From the data below, extract every line that contains the string "domed" and copy each one in full. Matching is case-sensitive.

##### EXERCISE INPUT #####

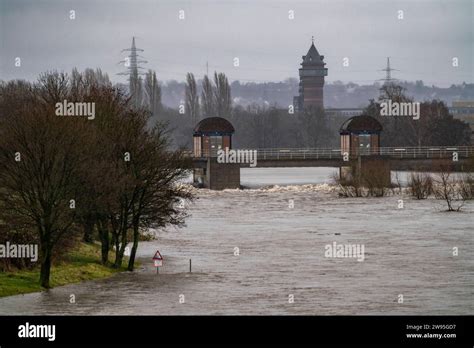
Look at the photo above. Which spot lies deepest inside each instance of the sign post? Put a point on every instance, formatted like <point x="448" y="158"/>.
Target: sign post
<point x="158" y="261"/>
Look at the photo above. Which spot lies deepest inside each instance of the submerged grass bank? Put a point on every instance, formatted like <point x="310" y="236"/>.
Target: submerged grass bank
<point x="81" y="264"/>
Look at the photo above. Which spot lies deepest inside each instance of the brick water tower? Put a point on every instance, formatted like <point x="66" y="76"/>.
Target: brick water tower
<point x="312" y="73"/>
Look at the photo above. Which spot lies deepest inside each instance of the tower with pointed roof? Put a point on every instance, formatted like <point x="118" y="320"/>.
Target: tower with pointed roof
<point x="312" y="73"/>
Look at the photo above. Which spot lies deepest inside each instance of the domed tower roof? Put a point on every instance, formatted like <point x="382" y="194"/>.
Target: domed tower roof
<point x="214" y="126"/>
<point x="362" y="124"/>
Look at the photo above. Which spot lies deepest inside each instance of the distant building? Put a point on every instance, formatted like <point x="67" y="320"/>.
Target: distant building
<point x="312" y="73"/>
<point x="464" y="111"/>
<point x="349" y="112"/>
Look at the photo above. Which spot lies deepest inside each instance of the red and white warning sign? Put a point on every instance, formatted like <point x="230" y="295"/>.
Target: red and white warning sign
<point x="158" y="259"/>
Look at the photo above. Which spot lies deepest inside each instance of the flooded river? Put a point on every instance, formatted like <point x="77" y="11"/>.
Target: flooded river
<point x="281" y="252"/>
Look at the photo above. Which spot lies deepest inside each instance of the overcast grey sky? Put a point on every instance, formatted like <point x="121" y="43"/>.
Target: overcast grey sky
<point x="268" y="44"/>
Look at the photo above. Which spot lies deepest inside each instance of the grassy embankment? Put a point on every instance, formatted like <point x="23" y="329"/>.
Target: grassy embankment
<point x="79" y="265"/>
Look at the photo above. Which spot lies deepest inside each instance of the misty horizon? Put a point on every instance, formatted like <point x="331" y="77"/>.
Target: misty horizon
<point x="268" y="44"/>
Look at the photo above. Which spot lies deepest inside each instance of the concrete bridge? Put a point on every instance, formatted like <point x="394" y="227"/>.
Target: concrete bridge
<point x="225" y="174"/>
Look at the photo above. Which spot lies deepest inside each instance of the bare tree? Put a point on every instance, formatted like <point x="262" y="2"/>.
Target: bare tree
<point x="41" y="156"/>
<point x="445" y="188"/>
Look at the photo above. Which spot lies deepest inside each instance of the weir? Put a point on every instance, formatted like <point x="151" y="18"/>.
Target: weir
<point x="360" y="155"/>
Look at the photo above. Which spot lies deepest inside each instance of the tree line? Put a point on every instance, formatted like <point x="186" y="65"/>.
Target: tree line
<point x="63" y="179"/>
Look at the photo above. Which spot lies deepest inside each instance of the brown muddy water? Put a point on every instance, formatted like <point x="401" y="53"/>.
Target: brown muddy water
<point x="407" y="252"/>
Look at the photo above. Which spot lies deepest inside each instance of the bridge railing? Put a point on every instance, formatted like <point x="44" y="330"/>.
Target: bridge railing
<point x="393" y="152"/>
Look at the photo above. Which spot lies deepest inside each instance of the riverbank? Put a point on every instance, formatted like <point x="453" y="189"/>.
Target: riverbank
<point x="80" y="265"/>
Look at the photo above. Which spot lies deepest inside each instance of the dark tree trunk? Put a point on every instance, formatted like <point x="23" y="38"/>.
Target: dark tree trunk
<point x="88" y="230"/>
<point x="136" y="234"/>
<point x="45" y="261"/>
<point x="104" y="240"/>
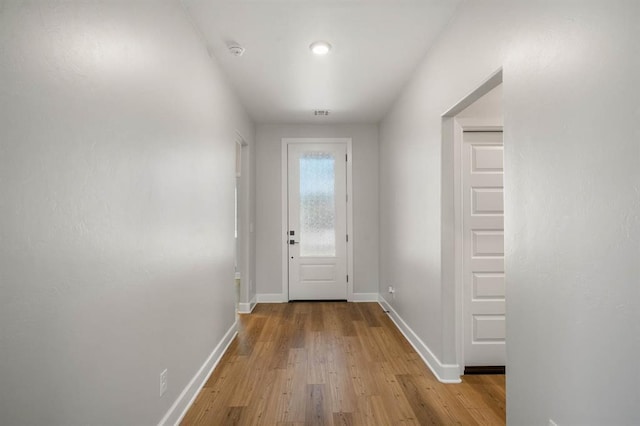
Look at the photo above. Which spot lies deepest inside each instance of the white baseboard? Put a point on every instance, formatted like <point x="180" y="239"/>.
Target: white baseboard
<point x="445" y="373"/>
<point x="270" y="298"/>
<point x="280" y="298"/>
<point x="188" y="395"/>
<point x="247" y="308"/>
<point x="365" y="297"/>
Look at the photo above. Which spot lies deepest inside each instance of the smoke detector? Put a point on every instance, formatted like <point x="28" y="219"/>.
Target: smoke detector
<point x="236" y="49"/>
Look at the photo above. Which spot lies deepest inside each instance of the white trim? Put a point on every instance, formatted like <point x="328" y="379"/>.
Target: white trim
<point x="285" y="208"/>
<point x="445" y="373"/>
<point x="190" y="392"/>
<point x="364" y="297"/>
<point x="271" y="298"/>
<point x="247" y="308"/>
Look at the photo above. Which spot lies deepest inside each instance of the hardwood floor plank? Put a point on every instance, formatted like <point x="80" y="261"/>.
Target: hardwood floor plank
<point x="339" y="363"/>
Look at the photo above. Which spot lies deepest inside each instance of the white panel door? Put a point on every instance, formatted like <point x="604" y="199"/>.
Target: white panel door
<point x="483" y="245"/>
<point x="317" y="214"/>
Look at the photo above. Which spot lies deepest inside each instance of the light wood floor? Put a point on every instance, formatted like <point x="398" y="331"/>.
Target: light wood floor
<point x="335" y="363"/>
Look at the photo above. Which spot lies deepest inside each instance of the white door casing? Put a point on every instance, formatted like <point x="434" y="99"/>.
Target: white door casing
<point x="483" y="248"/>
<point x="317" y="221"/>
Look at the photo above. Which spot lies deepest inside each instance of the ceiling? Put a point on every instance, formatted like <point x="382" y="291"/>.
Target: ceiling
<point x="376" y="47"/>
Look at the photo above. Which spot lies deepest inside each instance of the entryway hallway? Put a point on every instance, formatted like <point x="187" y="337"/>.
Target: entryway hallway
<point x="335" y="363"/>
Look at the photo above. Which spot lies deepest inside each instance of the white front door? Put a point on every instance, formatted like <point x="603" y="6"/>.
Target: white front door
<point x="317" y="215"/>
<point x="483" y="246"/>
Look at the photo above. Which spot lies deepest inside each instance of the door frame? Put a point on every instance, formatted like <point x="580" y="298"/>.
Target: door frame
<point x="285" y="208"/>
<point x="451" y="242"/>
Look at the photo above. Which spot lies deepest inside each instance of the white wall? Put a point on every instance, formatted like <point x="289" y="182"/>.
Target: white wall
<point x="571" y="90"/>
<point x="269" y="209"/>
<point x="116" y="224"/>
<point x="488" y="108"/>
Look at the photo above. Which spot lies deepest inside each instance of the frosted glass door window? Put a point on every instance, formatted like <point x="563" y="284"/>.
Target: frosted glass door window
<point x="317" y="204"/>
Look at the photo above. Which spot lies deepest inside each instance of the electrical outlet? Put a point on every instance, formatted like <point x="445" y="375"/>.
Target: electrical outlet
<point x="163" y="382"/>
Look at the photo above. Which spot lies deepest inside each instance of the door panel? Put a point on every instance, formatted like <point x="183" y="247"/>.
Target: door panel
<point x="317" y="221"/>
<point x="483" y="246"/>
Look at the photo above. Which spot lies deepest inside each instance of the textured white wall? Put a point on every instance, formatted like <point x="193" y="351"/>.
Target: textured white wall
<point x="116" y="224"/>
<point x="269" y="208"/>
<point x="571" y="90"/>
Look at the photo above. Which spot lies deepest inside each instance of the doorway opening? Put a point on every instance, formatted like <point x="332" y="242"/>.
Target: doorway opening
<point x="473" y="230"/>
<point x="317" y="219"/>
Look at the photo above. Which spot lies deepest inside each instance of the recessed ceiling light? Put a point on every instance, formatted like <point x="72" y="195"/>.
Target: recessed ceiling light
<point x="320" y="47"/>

#####
##### EXERCISE INPUT #####

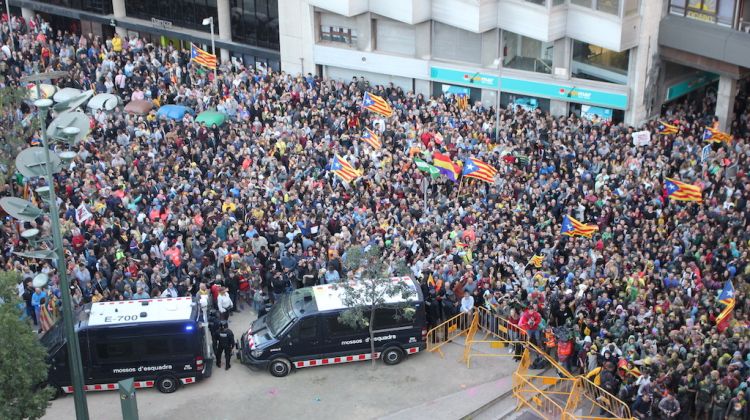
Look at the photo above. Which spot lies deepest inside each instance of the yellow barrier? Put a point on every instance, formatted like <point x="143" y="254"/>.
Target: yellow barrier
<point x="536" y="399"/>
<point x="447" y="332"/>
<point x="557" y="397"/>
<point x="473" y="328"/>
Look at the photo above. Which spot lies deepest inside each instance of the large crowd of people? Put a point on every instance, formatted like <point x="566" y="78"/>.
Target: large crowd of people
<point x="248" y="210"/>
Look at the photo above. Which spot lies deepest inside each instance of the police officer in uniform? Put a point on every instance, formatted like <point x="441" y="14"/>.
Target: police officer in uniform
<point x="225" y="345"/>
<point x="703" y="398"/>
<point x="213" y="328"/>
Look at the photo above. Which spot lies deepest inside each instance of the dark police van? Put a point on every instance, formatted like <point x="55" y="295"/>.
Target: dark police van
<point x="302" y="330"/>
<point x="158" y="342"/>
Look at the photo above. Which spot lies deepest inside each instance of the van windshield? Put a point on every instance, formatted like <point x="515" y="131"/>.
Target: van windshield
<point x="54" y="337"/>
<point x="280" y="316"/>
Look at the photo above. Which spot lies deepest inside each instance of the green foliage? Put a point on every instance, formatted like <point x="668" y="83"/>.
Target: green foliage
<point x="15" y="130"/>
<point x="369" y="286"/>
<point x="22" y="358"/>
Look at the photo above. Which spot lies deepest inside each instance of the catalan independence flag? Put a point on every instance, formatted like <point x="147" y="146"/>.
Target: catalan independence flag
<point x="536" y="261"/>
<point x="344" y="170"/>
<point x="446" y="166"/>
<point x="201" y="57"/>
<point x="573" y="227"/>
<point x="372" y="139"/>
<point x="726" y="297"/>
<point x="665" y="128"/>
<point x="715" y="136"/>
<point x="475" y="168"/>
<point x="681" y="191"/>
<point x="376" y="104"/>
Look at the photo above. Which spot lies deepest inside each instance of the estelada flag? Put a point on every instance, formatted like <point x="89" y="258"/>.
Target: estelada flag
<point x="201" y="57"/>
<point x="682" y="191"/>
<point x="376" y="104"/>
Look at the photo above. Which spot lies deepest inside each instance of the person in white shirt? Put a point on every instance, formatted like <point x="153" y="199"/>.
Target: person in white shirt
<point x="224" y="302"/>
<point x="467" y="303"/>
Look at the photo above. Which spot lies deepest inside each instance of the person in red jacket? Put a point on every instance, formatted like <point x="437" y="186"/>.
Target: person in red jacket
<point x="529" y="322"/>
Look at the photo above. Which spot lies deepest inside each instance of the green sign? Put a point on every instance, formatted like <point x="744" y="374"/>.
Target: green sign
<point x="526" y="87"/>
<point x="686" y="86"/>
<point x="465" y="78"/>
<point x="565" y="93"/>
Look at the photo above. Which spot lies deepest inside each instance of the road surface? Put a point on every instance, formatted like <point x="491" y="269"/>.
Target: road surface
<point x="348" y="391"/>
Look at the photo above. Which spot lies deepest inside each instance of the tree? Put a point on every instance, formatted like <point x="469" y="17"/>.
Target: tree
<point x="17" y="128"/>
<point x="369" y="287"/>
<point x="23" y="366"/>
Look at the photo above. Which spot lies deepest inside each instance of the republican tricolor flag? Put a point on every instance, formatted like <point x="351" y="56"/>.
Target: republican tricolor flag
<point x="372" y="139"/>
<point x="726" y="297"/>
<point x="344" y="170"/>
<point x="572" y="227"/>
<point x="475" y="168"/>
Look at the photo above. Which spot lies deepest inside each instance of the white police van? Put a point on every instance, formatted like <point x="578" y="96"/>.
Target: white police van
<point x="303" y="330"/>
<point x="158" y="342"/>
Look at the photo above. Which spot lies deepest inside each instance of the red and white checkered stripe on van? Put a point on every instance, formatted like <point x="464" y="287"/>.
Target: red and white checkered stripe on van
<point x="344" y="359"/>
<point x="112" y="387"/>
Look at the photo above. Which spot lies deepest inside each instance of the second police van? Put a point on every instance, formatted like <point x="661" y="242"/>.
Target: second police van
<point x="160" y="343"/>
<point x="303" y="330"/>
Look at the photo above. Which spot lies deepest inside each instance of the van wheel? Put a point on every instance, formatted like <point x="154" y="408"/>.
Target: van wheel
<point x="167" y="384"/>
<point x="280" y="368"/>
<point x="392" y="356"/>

#####

SOLUTION BELOW:
Look at the photo above. Which spot lies deepest inside each instance of the domed tower roof? Put a point on every instance, formatted like <point x="382" y="194"/>.
Target: domed tower roof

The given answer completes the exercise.